[COP26] Faire de l’Océan notre meilleur allié dans la lutte contre le dérèglement climatique

Ce vendredi 5 novembre, la COP26 célèbre l'Ocean Action Day à Glasgow en Écosse. Plusieurs réseaux d'ONG, de fondations, d'institutions de développement et d'agences de développement présenteront des projets et actions concrètes sur l’Océan liés au changement climatique.

Plus que jamais, il est crucial d’intégrer l'Océan à l'agenda climatique et soutenir les initiatives de conservation de la biodiversité marine dans ce grand édifice complexe que sont les Conférences sur le changement climatique.

Romain Troublé, Directeur général de la Fondation Tara Océan à la COP26 avec d'autres représentants.
COP26 à Glasgow en Ecosse

Le 5 novembre 2021

Qu’est-ce qu’une COP ?

COP signifie Conférence des Parties. Les Parties sont les États signataires de la convention concernée. Ainsi, la COP26 est en réalité la 26ᵉ COP Climat où se réunissent les Parties signataires de la Convention Cadre des Nations unies sur le Changement Climatique (CCNUCC), signée lors du Sommet de la Terre à Rio en 1992. L’objectif de la CCNUCC est que les États mettent en place des actions pour réduire leurs émissions de gaz à effet de serre et s’adapter au dérèglement climatique. Les COP Climat représentent donc un moment où l’ensemble des signataires se réunissent pour définir les objectifs qu’ils souhaitent atteindre ainsi que les modalités d’application et de suivi.
.....
→ Consignes
1. D'après le texte source sur la COP26, lors de quel événement et en quelle année la CCNUCC a-t-elle été signée ?
2. Recopiez le passage du texte source sur la COP26 qui va de « Ce vendredi 5 » jusqu'à « au changement climatique. ».

→ Données fournies
.....
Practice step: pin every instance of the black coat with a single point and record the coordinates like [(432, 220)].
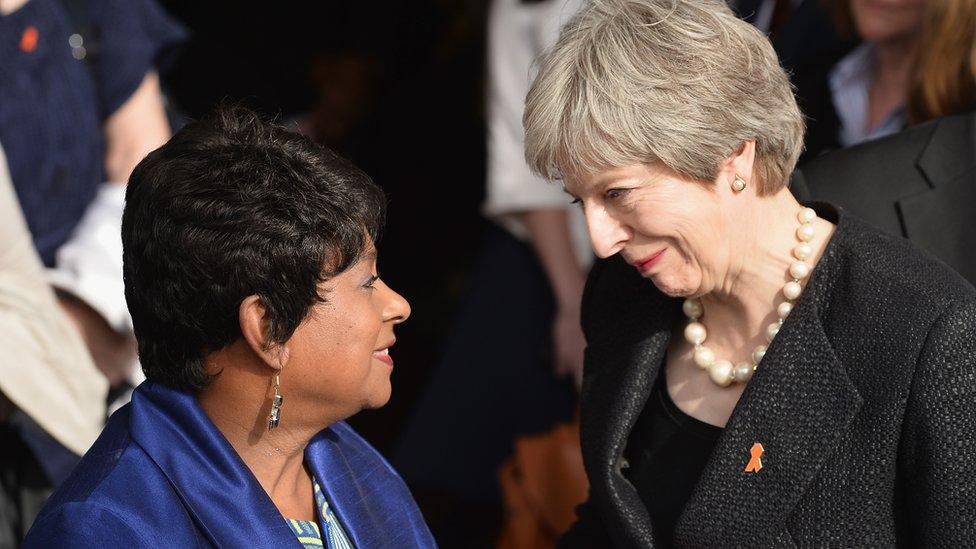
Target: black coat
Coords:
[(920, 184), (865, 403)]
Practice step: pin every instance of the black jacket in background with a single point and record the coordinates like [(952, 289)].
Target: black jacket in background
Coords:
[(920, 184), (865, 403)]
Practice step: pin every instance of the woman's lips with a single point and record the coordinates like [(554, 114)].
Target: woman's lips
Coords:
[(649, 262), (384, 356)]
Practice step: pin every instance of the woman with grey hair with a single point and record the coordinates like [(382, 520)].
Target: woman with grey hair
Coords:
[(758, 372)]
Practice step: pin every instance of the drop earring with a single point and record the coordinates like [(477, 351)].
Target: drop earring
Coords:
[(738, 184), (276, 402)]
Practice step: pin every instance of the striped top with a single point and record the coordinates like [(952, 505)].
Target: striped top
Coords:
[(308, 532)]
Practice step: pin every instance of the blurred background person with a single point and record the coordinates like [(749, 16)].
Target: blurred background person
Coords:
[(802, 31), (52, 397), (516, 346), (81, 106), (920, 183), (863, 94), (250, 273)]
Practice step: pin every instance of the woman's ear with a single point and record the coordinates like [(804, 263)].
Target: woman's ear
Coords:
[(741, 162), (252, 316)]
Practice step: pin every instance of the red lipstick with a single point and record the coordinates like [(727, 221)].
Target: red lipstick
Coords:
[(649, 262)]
.....
→ Réponses point par point
1. Elle a été signée lors du Sommet de la Terre à Rio, en 1992.

2.
Ce vendredi 5 novembre, la COP26 célèbre l'Ocean Action Day à Glasgow en Écosse. Plusieurs réseaux d'ONG, de fondations, d'institutions de développement et d'agences de développement présenteront des projets et actions concrètes sur l’Océan liés au changement climatique.